JOBS
A – Decide whether each statement agrees with the text on reading files in C++ below: (i) C++'s fstream objects already buffer reads; (ii) reading in smaller chunks takes less time; (iii) .gcount() shows how much of the buffer was filled with data. Answer yes or no for each, quoting the words of the text that decide it.
B – Please write out all the rows below, keeping every line the same.
BEGIN EXCERPTED TEXT
Something to note is that reading in smaller chunks uses less space, but takes more time - taking bytes from a file involves making OS system calls and moving disks or electrons, when reading from a hard drive or an SSD, respectively. C++'s fstream objects already do buffering for you to speed up reads, which is usually a much-needed optimization. You'll know if this affects you.
Another thing to note is the EOF and error handling, using the .eof() method. We have omitted error handling in the textual input retrieval, but here we are forced into doing it, if we don't want to lose data. When EOF is reached, usually less bytes than the buffer size have been read, so we need a way to know how much of the buffer was filled with data. This is what .gcount() tells us. Depending on the program you're making, you may deem the EOF error as "unexpected" if the buffer is partially filled (.gcount() returns a non-0 value) - for example, the data read is incomplete, according to the rules it was assumed to be created after, or in other words, the end of file was reached before the data was supposed to end. Other than that, EOF is a condition that all files are in after being fully read.
END EXCERPTED TEXT
BEGIN GIVEN DATA
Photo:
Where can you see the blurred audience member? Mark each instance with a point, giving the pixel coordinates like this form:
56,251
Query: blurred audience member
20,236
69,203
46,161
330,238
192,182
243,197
END GIVEN DATA
ANSWERS PROVIDED
A –
(i) Yes: "C++'s fstream objects already do buffering for you to speed up reads"
(ii) No: "reading in smaller chunks uses less space, but takes more time"
(iii) Yes: "we need a way to know how much of the buffer was filled with data. This is what .gcount() tells us."

B –
Photo:
Where can you see the blurred audience member? Mark each instance with a point, giving the pixel coordinates like this form:
56,251
Query: blurred audience member
20,236
69,203
46,161
330,238
192,182
243,197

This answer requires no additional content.